▶ **Written tasks**:
a: Please return the part of the reply about associative objects that opens with the words containing "One generally uses" and closes with "how that applies.", copied exactly.
b: Summarize the reply about associative objects in two sentences.

Responding to Timasmith...

> So Visit is an associative object because when orders are placed, they
> are placed on a visit not an account.  Accounts are associated with a
> visit but the trouble is the account may change during a visit.

My pushback is: Why are Accounts associated with a Visit rather than 
with an Order or a Charge?

[BTW, in some contexts I've seen an Account is associated with an 
individual line item in an order rather than the order itself if an 
'order' is something like a purchase order.  That's because the PO 
collects items for a vendor but each item may be purchased for different 
internal reasons that correspond to different internal accounts.]

In fact, I am fuzzy about what a 'visit' is in the problem space, 
especially if accounts change /during/ a visit.

One generally uses an associative object to manage a relationship 
between two other objects.  It is mandatory for *:* relationships 
because there is no simple relationship infrastructure like a collection 
class that can deal with the complexity of matching up participants. 
One can also use associative objects for 1:* or even 1:1 relationships 
if there are complicated business rules about individual assignments of 
participants.  But in the end the associative object exists to manage 
some other association's participants.  Without a better description of 
what a 'visit' is, I don't see how that applies.

A run of records

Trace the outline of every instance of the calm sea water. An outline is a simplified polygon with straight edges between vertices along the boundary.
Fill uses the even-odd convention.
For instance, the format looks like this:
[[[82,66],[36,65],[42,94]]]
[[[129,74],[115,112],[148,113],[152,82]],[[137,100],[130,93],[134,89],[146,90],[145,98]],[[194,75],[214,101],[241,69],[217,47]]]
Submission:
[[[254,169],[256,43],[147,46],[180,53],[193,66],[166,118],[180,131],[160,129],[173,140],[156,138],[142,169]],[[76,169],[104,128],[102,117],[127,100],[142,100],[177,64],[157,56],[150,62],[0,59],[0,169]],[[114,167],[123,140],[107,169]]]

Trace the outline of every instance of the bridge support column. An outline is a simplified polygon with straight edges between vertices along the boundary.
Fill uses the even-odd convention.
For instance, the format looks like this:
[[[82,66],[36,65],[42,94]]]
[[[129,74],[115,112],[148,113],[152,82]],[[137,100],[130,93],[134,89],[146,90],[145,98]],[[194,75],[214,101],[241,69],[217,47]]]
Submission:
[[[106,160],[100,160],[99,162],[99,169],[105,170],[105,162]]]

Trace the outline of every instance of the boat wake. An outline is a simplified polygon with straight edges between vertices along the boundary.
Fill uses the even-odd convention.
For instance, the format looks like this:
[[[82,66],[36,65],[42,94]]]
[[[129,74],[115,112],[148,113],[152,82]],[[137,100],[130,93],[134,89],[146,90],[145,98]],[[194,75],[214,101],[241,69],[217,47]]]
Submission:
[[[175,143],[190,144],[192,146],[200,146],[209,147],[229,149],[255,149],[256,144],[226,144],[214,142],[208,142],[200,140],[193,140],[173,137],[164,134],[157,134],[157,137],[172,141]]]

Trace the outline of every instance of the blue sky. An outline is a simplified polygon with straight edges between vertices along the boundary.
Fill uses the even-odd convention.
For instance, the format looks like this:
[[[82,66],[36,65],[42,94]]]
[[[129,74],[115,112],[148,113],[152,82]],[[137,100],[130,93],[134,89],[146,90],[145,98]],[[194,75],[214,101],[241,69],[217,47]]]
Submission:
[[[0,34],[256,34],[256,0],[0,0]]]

▶ **Answer list**:
a:
One generally uses an associative object to manage a relationship 
between two other objects.  It is mandatory for *:* relationships 
because there is no simple relationship infrastructure like a collection 
class that can deal with the complexity of matching up participants. 
One can also use associative objects for 1:* or even 1:1 relationships 
if there are complicated business rules about individual assignments of 
participants.  But in the end the associative object exists to manage 
some other association's participants.  Without a better description of 
what a 'visit' is, I don't see how that applies.

b: The writer questions why accounts are associated with a visit rather than with an order or a charge, and admits to being unclear about what a visit is in the problem space, especially if accounts change during one. An associative object exists to manage the participants of some other association and is mandatory for *:* relationships, so without a better description of a visit the writer does not see how it applies.